■ What this task involves: Rewrite only the lines from the one with "Identify white cloud." up to and including the one with "120 49 131 59", requests included, and shift every box coordinate in the answers up by 94.

■ Task inputs:
══════════
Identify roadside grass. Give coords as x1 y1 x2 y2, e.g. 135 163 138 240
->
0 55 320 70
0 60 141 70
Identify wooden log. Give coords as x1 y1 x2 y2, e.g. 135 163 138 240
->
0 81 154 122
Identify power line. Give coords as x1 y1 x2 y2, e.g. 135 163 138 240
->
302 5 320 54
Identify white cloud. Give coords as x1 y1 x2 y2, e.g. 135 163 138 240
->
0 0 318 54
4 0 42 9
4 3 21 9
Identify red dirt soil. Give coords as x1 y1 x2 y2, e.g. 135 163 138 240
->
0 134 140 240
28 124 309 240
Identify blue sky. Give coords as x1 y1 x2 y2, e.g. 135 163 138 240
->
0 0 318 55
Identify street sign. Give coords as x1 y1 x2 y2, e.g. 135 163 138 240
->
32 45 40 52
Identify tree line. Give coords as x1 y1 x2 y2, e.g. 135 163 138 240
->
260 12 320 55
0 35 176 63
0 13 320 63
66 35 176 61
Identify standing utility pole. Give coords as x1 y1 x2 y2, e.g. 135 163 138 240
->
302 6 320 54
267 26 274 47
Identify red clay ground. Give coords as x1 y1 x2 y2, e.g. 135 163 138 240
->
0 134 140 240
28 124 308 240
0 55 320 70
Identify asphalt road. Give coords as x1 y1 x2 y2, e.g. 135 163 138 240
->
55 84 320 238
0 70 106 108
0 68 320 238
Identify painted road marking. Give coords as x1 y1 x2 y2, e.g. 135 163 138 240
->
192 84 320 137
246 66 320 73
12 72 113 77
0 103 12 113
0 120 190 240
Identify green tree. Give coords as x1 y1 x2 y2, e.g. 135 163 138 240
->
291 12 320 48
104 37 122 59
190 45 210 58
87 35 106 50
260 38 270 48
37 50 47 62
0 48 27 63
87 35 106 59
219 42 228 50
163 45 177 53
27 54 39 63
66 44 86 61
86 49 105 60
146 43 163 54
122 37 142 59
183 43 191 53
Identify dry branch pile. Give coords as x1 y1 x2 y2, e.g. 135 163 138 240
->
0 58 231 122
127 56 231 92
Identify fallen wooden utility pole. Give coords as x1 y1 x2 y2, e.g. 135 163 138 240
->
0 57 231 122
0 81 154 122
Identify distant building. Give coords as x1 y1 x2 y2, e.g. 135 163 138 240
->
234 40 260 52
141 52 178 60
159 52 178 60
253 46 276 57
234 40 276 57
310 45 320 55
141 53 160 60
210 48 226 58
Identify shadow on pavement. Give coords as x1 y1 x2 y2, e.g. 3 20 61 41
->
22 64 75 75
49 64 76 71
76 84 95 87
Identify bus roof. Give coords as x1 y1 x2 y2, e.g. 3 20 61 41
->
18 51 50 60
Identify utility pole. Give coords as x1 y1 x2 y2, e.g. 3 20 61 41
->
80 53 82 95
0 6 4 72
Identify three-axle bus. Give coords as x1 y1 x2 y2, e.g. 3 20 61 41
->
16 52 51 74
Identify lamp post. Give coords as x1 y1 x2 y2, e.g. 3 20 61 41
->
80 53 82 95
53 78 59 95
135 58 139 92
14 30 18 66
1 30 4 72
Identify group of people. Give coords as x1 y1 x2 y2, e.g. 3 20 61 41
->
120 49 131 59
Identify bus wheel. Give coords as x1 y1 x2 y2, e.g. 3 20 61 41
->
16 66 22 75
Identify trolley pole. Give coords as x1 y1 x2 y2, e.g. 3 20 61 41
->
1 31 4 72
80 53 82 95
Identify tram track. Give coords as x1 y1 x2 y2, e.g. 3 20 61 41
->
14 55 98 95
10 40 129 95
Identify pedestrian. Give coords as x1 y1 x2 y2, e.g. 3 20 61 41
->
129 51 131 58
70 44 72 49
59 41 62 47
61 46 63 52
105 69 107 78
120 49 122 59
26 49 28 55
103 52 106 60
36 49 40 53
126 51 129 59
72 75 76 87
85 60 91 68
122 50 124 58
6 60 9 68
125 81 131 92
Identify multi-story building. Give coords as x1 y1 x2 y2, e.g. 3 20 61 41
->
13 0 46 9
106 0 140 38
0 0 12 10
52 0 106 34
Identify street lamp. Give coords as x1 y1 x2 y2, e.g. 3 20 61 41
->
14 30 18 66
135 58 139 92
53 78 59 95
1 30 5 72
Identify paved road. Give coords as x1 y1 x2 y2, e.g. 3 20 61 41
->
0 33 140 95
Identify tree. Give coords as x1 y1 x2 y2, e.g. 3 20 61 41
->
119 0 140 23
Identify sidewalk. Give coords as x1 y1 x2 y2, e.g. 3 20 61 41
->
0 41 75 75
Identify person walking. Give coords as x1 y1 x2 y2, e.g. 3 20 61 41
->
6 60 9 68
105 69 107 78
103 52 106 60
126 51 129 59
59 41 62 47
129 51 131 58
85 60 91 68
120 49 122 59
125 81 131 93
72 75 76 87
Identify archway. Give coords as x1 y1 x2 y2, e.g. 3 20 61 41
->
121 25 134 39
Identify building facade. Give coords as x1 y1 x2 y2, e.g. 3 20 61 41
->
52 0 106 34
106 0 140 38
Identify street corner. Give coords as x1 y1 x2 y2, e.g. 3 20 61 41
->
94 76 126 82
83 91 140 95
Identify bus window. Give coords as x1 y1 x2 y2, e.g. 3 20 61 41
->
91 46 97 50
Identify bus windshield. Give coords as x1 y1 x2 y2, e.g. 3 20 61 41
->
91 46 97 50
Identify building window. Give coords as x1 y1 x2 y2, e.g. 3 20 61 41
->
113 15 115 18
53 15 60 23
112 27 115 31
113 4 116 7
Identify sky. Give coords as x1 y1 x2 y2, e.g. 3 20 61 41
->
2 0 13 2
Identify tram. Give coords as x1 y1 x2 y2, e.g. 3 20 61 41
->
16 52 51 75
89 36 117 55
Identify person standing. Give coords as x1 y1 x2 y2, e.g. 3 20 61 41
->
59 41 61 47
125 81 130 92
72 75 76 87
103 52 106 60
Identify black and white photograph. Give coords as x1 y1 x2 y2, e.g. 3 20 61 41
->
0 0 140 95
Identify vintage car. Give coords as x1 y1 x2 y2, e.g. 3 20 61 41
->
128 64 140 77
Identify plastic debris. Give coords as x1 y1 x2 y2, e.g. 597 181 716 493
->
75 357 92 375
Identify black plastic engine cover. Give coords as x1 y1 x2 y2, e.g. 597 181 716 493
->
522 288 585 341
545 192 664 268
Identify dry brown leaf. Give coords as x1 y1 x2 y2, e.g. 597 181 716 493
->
══════════
■ Reply:
Identify white cloud. Give coords as x1 y1 x2 y2, e.g. 135 163 138 240
->
94 94 412 148
98 94 136 103
98 97 115 103
Identify red dirt soil. Give coords as x1 y1 x2 y2, e.g. 135 163 138 240
->
94 228 234 334
122 218 403 334
Identify blue sky. Give coords as x1 y1 x2 y2, e.g. 135 163 138 240
->
94 94 412 149
Identify street sign. Give coords as x1 y1 x2 y2, e.g. 135 163 138 240
->
126 139 134 146
Identify tree line. Give coords as x1 y1 x2 y2, e.g. 135 163 138 240
->
354 106 414 149
94 129 270 157
94 107 414 157
160 129 270 155
Identify standing utility pole. Give coords as x1 y1 x2 y2, e.g. 135 163 138 240
->
396 100 414 148
361 120 368 141
Identify red clay ground. Give coords as x1 y1 x2 y2, e.g. 135 163 138 240
->
94 228 234 334
122 218 402 334
94 149 414 164
Identify asphalt road. Give coords as x1 y1 x2 y2, e.g. 135 163 138 240
->
149 178 414 332
94 164 200 202
94 162 414 332
Identify painted road marking. Give coords as x1 y1 x2 y2, e.g. 135 163 138 240
->
286 178 414 231
340 160 414 167
106 166 207 171
94 197 106 207
94 214 284 334
Identify green tree. Give coords as x1 y1 x2 y2, e.g. 135 163 138 240
->
385 106 414 142
198 131 216 153
284 139 304 152
181 129 200 144
354 132 364 142
131 144 141 156
94 142 121 157
181 129 200 153
313 136 322 144
257 139 271 147
121 148 133 157
160 138 180 155
180 143 199 154
240 137 257 148
216 131 236 153
277 137 285 147
Identify dry branch pile. Give coords as x1 y1 x2 y2, e.g. 135 163 138 240
->
94 152 325 216
221 150 325 186
Identify fallen wooden utility pole. Give coords as x1 y1 x2 y2, e.g. 135 163 138 240
->
94 151 325 216
94 175 248 216
Identify distant building. Give coords as x1 y1 x2 y2, e.g. 135 163 138 240
->
328 134 354 146
235 146 272 154
253 146 272 154
347 140 370 151
328 134 370 151
404 139 414 149
235 147 254 154
304 142 320 152
Identify shadow on pavement. Give coords as x1 y1 x2 y2, e.g. 3 20 61 41
->
116 158 169 169
143 158 170 165
170 178 189 181
Identify bus roof. Give coords as x1 y1 x2 y2, e.g. 3 20 61 41
->
112 145 144 154
Identify utility pole. Give coords as x1 y1 x2 y2, e.g. 3 20 61 41
->
174 147 176 189
94 100 98 166
Identify three-axle bus. Give coords as x1 y1 x2 y2, e.g. 3 20 61 41
->
110 146 145 168
Identify lamp post. Give coords as x1 y1 x2 y2, e.g. 3 20 61 41
->
174 147 176 189
147 172 153 189
229 152 233 186
108 124 112 160
95 124 98 166
Identify group of people. Give coords as x1 y1 x2 y2, e.g. 3 20 61 41
->
214 143 225 153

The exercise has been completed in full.